§ **LISTED ENTRIES**
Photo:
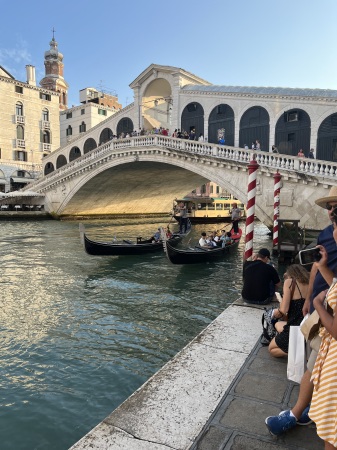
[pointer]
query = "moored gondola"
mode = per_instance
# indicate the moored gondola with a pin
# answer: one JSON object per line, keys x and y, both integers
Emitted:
{"x": 197, "y": 254}
{"x": 127, "y": 247}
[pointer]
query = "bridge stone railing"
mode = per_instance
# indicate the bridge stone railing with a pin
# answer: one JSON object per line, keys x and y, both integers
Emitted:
{"x": 318, "y": 168}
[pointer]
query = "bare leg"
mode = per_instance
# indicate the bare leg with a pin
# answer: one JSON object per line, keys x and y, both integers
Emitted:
{"x": 304, "y": 396}
{"x": 275, "y": 351}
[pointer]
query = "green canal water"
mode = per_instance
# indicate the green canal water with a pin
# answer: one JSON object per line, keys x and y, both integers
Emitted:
{"x": 79, "y": 334}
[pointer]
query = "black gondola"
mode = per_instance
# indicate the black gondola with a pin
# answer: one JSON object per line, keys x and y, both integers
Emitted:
{"x": 127, "y": 247}
{"x": 199, "y": 254}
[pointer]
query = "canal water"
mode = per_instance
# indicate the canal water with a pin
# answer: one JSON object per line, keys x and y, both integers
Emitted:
{"x": 79, "y": 334}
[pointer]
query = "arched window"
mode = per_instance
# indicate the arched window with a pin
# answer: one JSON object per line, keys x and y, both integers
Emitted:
{"x": 105, "y": 136}
{"x": 49, "y": 168}
{"x": 89, "y": 145}
{"x": 46, "y": 137}
{"x": 20, "y": 132}
{"x": 83, "y": 127}
{"x": 45, "y": 115}
{"x": 75, "y": 152}
{"x": 19, "y": 109}
{"x": 61, "y": 161}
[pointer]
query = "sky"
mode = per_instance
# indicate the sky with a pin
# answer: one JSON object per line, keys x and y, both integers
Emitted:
{"x": 106, "y": 44}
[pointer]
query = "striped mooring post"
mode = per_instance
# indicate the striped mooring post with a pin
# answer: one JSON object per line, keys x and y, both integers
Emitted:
{"x": 252, "y": 171}
{"x": 277, "y": 188}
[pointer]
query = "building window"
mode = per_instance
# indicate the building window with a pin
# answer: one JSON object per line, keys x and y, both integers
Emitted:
{"x": 20, "y": 132}
{"x": 19, "y": 109}
{"x": 46, "y": 137}
{"x": 45, "y": 115}
{"x": 44, "y": 96}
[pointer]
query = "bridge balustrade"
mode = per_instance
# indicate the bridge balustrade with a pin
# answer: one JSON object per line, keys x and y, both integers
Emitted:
{"x": 314, "y": 167}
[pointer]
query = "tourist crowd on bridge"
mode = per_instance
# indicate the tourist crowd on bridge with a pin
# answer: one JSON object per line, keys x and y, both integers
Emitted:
{"x": 304, "y": 292}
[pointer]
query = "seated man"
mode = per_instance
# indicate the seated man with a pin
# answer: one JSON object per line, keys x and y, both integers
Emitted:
{"x": 203, "y": 241}
{"x": 257, "y": 279}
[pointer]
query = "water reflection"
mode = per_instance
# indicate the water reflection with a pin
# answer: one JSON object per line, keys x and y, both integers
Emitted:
{"x": 80, "y": 333}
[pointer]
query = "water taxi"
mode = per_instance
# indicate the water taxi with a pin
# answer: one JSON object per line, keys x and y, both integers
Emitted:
{"x": 208, "y": 209}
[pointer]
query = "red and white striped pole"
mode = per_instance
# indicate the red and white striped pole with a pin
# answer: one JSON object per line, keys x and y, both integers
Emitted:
{"x": 277, "y": 188}
{"x": 252, "y": 170}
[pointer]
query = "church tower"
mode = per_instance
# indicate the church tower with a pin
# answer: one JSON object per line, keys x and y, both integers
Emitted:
{"x": 53, "y": 80}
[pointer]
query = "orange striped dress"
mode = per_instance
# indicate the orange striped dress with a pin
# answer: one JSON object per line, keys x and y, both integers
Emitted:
{"x": 323, "y": 409}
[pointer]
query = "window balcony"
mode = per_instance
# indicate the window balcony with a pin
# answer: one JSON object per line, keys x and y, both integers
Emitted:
{"x": 20, "y": 143}
{"x": 19, "y": 119}
{"x": 46, "y": 147}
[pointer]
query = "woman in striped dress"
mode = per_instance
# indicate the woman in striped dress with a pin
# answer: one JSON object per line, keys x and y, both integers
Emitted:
{"x": 323, "y": 409}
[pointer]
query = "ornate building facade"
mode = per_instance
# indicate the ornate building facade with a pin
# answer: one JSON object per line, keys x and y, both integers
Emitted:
{"x": 29, "y": 128}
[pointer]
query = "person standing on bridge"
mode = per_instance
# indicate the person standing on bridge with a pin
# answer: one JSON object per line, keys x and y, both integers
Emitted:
{"x": 236, "y": 215}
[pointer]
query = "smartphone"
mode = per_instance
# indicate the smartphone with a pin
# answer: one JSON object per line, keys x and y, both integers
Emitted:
{"x": 309, "y": 256}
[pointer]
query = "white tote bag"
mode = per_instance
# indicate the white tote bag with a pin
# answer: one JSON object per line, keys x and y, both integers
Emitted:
{"x": 296, "y": 355}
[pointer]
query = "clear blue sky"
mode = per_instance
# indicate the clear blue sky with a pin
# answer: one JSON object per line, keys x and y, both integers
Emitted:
{"x": 107, "y": 42}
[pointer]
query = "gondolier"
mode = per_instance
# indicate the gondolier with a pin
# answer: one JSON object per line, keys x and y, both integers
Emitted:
{"x": 236, "y": 215}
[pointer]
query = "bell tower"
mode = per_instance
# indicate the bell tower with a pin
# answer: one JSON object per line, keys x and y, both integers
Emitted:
{"x": 53, "y": 80}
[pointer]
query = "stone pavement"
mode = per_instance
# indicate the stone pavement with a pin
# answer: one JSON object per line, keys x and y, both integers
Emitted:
{"x": 260, "y": 389}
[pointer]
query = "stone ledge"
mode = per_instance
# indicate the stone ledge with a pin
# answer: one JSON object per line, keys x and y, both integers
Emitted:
{"x": 172, "y": 407}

§ **WHAT TO WORK ON**
Count the lines of the rows above that contain the string "orange", treating uppercase and lowercase as different. Reply with the number only.

§ **TASK SOLUTION**
2